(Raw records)
• • • •

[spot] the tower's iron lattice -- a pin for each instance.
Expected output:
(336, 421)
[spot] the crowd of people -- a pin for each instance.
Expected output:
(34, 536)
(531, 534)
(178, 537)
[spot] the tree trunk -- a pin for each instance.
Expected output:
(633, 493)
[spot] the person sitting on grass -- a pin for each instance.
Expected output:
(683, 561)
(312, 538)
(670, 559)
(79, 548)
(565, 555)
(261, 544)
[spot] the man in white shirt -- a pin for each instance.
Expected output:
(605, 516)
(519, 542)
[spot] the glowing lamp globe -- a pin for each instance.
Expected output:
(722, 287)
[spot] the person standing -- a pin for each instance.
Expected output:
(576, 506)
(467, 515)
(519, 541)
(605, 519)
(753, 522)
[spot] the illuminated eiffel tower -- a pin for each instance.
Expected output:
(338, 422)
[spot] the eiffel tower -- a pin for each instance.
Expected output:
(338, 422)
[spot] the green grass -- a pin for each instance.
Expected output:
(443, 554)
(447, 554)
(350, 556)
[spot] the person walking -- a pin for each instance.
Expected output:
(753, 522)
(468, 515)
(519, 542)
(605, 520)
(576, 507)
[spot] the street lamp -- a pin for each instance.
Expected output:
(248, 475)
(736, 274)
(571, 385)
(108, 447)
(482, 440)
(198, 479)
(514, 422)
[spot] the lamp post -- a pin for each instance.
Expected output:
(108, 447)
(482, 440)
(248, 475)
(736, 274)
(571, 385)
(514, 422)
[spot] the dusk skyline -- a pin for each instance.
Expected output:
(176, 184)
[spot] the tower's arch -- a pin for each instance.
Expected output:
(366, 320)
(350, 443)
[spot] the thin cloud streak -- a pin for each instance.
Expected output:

• • • •

Turn all of the lines above into a JSON list of strings, one string per line, and leave out any blank lines.

THE SOLUTION:
[
  "[spot] the tower's iron lattice -- a pin for each instance.",
  "Expected output:",
  "(336, 421)",
  "[spot] the crowd of people -- a pin for each instance.",
  "Expected output:",
  "(34, 536)",
  "(531, 534)",
  "(178, 537)",
  "[spot] the tree trunk -- a pin for each instance.",
  "Expected output:",
  "(633, 493)",
  "[spot] the person sitting on grass -- a pin for each instance.",
  "Expected output:",
  "(683, 561)",
  "(312, 538)",
  "(670, 559)",
  "(79, 548)",
  "(565, 555)",
  "(261, 544)",
  "[spot] the man in white shirt -- a pin for each instance.",
  "Expected output:",
  "(605, 516)",
  "(519, 542)",
  "[spot] the glowing lamp globe -- a pin for each instance.",
  "Expected output:",
  "(722, 287)",
  "[spot] the person standing -- a pin for each instance.",
  "Expected output:",
  "(576, 506)",
  "(467, 515)",
  "(519, 541)",
  "(605, 519)",
  "(753, 522)",
  "[spot] the illuminated eiffel tower -- a pin for each instance.",
  "Expected output:",
  "(338, 422)",
  "[spot] the eiffel tower -- a pin for each instance.",
  "Expected output:",
  "(338, 422)",
  "[spot] the green grass -- a pin for each instance.",
  "Expected output:",
  "(443, 554)",
  "(447, 554)",
  "(350, 556)",
  "[spot] the person walking -- a pin for each instance.",
  "Expected output:",
  "(753, 522)",
  "(468, 515)",
  "(519, 542)",
  "(605, 520)",
  "(576, 507)",
  "[spot] the street lamp -- a pin for each instance.",
  "Expected output:",
  "(248, 475)",
  "(736, 274)",
  "(571, 385)",
  "(108, 447)",
  "(482, 440)",
  "(198, 479)",
  "(514, 422)",
  "[spot] the lamp post -- a pin for each instance.",
  "Expected output:",
  "(108, 447)",
  "(482, 440)",
  "(248, 475)",
  "(736, 274)",
  "(571, 385)",
  "(514, 422)",
  "[spot] the dusk skyline -- a pin for each instance.",
  "Expected output:",
  "(176, 184)",
  "[spot] the tower's arch -- a pin for each instance.",
  "Expected output:",
  "(366, 320)",
  "(350, 443)",
  "[spot] the thin cloud streak -- a pin for each instance.",
  "Expected output:"
]